SET PROBLEM 1 => Count the lines in the records below that contain the string "green", treating uppercase and lowercase as distinct, and give only the number.

PAGE EXTRACT =>
--- Start ---

Step 1: CO₂ properties at reservoir conditions.

P = 15 MPa, T = 323 K (50 °C) PR-Peneloux density: ρ ≈ 720 kg/m³ (dense supercritical) FVW viscosity: µ ≈ 0.062 cP = 6.2e−5 Pa·s

Step 2: Volumetric injection rate.

m_dot = 50 kg/s Q = m_dot / ρ = 50 / 720 = 0.0694 m³/s (= 250 m³/h reservoir volume)

Step 3: Permeability and ln(re/rw).

k = 100 mD × 9.87e−16 = 9.87e−14 m² r_e = 1500 m, r_w = 0.108 m (8.5" wellbore, 4.5" casing) ln(re/rw) = ln(1500/0.108) = ln(13,889) = 9.54 S = 0 (assumed clean wellbore)

Step 4: Required drawdown (radial Darcy).

Q = 2π·k·h·ΔP / [µ·(ln(re/rw) + S)] 0.0694 = 2π · 9.87e−14 · 50 · ΔP / (6.2e−5 · 9.54) 0.0694 = 5.10e−7 · ΔP ΔP = 0.0694 / 5.10e−7 = 136,000 Pa = 0.136 MPa

Very low drawdown — this is an easy injectivity case (good kh).

Step 5: Bottomhole pressure.

P_BH = P_res + ΔP = 15 + 0.136 = 15.14 MPa

Step 6: Fracture pressure and margin.

P_frac = 1500 × 0.018 = 27.0 MPa P_max_op = P_frac × (1 − 0.10) = 24.3 MPa Margin to frac = 27.0 − 15.14 = 11.86 MPa = 43.9% margin ✓ (very comfortable) Margin to operating limit = 24.3 − 15.14 = 9.16 MPa

Step 7: Wellhead pressure.

--- End ---

MATERIAL PROVIDED =>
--- Start ---

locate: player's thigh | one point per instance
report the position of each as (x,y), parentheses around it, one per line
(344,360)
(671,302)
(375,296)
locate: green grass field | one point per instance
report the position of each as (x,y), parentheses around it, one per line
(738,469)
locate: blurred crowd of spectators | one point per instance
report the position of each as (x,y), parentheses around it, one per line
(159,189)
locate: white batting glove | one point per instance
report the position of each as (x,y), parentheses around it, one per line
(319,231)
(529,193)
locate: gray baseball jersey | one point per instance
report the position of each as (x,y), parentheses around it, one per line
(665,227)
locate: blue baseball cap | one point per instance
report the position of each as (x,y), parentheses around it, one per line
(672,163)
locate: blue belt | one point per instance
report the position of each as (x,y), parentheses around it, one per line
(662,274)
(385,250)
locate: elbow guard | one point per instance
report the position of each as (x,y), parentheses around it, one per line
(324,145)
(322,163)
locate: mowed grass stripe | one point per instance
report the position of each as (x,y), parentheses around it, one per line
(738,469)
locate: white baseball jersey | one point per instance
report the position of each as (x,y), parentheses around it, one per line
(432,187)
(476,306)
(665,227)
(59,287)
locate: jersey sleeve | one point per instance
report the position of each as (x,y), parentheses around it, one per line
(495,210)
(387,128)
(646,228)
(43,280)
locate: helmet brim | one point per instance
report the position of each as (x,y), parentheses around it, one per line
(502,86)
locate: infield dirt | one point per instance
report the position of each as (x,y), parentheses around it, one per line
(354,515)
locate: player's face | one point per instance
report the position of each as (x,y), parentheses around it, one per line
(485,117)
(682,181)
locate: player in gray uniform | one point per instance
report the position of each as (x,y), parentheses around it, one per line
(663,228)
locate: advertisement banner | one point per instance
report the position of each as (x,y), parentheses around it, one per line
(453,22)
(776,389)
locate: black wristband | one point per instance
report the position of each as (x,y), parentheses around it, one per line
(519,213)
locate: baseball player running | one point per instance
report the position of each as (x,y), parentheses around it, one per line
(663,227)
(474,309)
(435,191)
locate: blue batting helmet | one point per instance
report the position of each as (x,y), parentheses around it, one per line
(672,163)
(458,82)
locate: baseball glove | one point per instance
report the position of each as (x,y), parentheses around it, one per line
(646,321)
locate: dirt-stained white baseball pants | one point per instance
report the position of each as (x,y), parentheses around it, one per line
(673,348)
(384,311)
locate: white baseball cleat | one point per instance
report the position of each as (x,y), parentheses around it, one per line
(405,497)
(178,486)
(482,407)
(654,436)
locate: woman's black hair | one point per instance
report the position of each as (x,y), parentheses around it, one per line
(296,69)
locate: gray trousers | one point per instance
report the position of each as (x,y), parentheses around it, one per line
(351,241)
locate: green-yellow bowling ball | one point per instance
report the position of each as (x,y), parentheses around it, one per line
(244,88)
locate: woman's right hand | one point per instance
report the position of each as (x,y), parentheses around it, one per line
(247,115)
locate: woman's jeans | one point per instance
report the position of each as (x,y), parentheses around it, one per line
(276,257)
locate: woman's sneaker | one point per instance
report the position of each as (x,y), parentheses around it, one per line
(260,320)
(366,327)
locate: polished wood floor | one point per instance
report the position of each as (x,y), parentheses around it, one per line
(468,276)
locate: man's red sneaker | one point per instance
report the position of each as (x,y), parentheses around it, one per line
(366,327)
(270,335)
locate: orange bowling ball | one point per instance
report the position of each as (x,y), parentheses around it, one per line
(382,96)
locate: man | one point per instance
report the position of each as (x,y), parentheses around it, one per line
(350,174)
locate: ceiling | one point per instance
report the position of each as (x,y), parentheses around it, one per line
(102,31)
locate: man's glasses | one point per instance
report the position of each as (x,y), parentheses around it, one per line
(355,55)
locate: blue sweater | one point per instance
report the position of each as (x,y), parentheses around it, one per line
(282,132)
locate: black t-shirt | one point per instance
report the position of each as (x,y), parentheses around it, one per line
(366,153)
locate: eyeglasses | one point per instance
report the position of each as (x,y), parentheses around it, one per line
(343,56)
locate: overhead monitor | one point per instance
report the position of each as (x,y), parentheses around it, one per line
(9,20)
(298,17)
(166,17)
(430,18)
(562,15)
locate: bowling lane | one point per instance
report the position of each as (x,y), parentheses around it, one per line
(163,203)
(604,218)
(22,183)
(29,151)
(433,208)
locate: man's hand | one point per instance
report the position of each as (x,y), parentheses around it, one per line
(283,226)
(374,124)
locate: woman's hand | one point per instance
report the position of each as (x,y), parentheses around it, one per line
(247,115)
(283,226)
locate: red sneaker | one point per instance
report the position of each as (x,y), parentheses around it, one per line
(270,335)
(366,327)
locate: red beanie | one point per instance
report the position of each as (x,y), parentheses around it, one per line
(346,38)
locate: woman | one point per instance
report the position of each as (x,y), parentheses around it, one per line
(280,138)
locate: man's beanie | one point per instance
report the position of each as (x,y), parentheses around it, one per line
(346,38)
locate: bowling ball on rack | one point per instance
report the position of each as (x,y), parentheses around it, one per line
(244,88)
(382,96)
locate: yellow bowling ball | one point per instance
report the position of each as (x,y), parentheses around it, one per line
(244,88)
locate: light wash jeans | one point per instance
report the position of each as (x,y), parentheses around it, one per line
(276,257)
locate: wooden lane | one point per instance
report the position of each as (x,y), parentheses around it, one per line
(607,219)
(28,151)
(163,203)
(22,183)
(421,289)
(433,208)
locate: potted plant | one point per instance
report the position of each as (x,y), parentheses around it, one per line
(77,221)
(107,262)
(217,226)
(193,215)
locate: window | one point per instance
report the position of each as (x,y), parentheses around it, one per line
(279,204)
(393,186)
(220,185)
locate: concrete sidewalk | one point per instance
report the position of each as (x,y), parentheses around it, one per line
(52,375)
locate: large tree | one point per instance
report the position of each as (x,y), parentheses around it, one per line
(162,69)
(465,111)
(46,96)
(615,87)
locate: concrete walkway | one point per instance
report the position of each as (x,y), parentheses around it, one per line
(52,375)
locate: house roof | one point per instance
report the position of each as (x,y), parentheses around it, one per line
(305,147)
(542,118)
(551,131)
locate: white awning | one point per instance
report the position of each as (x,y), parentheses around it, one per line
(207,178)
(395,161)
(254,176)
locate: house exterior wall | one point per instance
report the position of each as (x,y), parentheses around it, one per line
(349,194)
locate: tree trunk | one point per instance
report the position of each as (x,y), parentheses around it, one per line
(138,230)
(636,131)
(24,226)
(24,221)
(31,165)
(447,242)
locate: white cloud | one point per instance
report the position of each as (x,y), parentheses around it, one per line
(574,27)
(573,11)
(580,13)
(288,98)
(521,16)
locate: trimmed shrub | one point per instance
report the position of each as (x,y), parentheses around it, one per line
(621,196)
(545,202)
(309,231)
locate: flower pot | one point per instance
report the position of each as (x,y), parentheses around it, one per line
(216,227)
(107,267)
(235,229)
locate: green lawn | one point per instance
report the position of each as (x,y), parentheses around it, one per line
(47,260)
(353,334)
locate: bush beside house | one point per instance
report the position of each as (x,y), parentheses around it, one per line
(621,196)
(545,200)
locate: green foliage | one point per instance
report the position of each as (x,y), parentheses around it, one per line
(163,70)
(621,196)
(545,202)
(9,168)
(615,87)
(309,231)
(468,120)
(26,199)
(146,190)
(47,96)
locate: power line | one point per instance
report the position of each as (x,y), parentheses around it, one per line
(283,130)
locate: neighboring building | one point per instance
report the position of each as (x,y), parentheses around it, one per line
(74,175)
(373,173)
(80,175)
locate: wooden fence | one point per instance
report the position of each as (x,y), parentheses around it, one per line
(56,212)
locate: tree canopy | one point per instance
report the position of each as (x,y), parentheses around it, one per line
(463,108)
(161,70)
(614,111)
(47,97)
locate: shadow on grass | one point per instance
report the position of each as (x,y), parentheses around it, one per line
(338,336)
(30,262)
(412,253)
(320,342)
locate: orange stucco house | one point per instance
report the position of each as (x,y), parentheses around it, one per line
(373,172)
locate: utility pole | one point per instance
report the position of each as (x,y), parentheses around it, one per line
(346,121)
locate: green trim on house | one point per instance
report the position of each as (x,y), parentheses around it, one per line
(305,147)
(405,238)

--- End ---

SET PROBLEM 2 => In order, list the title of every numbered step in the CO₂ injection calculation above, leaving out the step numbers.

COMPLETE RESPONSE 1 => 5

COMPLETE RESPONSE 2 =>
CO₂ properties at reservoir conditions
Volumetric injection rate
Permeability and ln(re/rw)
Required drawdown (radial Darcy)
Bottomhole pressure
Fracture pressure and margin
Wellhead pressure